▶ SHORT PROBLEM
Pick out and copy each line in the entries below that contains the word "black". Case counts, so only matches with the same capitalization qualify.

▶ Entries from an annotation dataset
* Begin *

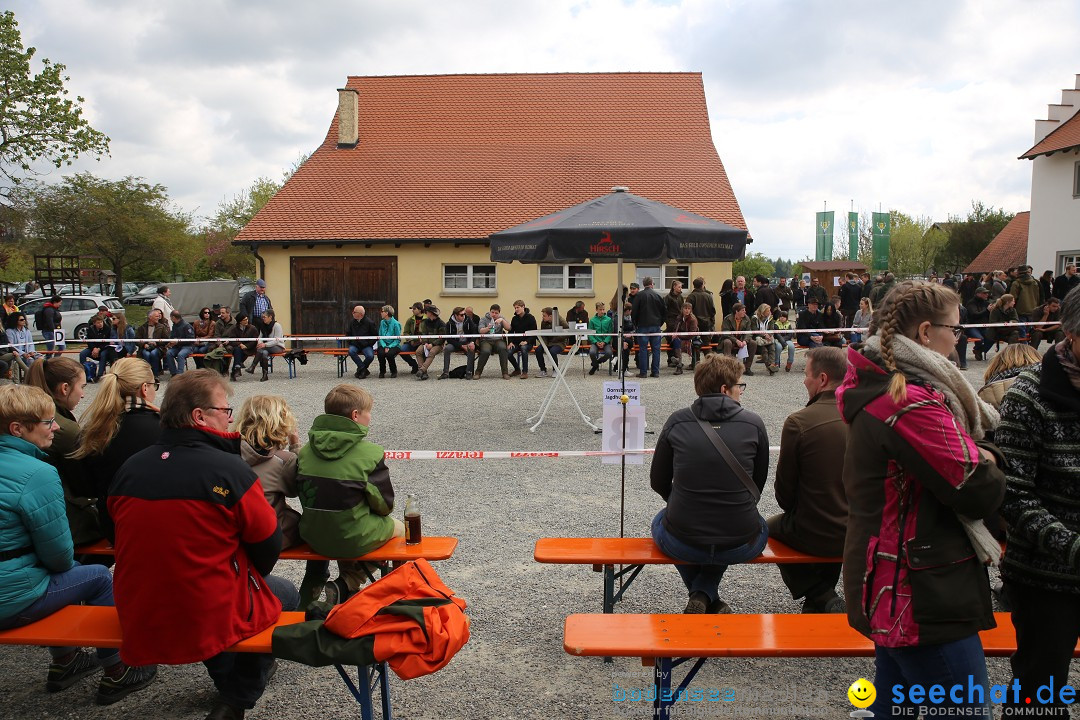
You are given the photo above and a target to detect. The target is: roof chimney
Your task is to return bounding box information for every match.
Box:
[338,87,360,148]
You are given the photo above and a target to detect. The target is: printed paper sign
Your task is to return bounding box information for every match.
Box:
[604,380,642,406]
[600,404,645,465]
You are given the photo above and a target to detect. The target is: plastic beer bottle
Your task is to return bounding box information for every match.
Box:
[405,492,423,545]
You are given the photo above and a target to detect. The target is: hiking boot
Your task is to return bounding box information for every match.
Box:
[708,598,731,615]
[45,650,102,693]
[323,578,352,604]
[825,597,848,614]
[206,701,244,720]
[683,590,708,615]
[94,663,158,705]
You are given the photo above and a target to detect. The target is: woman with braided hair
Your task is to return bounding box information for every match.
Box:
[836,281,1004,717]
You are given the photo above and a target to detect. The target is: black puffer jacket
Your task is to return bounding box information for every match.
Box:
[649,394,769,548]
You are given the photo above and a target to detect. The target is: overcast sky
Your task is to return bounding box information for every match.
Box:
[6,0,1080,259]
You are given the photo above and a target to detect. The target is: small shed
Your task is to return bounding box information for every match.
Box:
[796,260,866,297]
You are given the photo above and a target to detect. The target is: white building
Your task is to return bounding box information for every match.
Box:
[1021,74,1080,275]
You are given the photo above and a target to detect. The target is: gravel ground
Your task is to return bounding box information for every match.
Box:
[0,354,1062,720]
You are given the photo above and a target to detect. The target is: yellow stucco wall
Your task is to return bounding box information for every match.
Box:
[259,244,731,334]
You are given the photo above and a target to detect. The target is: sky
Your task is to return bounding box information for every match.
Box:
[6,0,1080,259]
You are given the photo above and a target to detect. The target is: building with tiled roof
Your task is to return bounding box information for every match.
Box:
[1019,74,1080,275]
[963,212,1031,274]
[237,72,746,334]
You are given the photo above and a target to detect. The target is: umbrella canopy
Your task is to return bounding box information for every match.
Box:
[490,188,746,262]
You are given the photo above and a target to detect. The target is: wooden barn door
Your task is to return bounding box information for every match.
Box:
[292,257,397,335]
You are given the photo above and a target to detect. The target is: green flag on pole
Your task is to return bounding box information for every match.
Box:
[873,213,892,271]
[848,213,859,262]
[814,210,833,260]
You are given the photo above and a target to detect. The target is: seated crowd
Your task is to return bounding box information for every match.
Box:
[0,281,1080,720]
[0,266,1062,382]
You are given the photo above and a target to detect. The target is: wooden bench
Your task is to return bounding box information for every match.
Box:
[563,612,1067,718]
[0,604,391,720]
[532,538,842,613]
[184,352,296,380]
[75,535,458,568]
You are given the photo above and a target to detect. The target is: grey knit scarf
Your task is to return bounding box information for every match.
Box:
[866,334,1001,566]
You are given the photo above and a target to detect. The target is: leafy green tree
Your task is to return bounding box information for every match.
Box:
[889,210,948,277]
[936,200,1014,272]
[199,153,309,277]
[0,11,109,201]
[12,173,190,287]
[731,253,775,282]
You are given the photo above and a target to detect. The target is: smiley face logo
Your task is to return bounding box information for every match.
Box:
[848,678,877,709]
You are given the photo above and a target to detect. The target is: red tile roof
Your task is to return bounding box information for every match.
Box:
[237,72,746,243]
[1020,112,1080,160]
[963,210,1031,272]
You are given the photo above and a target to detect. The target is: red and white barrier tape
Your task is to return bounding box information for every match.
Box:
[386,445,780,460]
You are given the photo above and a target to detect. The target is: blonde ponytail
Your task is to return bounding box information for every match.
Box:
[70,357,153,460]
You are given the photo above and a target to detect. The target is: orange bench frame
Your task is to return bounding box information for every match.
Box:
[75,535,458,568]
[532,538,842,614]
[0,604,391,720]
[563,612,1062,718]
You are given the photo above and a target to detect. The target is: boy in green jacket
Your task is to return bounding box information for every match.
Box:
[297,384,405,607]
[589,302,615,375]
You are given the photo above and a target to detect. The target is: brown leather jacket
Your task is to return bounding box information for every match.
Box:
[774,390,848,557]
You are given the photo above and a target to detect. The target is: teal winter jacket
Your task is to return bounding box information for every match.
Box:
[379,317,402,348]
[296,415,394,558]
[0,435,75,619]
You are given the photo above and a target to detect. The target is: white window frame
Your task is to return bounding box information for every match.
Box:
[1054,249,1080,277]
[634,263,690,291]
[440,262,499,297]
[537,262,596,298]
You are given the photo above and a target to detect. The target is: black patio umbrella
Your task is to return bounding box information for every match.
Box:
[489,187,747,535]
[490,188,746,264]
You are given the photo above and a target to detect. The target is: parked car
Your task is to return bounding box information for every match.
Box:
[18,295,124,340]
[23,283,94,300]
[124,284,161,305]
[86,283,143,298]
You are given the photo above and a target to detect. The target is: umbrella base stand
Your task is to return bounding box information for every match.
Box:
[525,332,600,433]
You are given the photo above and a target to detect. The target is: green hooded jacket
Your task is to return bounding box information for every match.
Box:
[297,415,394,558]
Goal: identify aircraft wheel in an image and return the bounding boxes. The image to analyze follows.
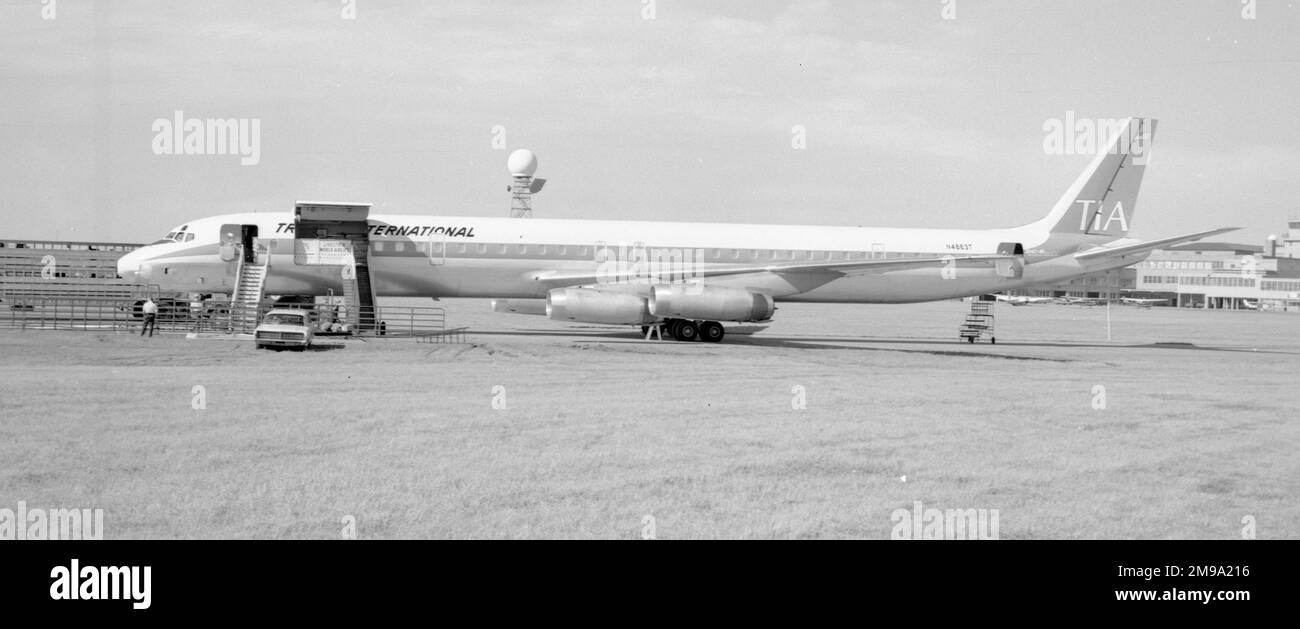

* End *

▶ SOLUTION TO THIS PROBLEM
You are given the photo above and a target to detect. The target is: black puffer jacket
You are given the photo above and a target to detect. The target is: black patio umbrella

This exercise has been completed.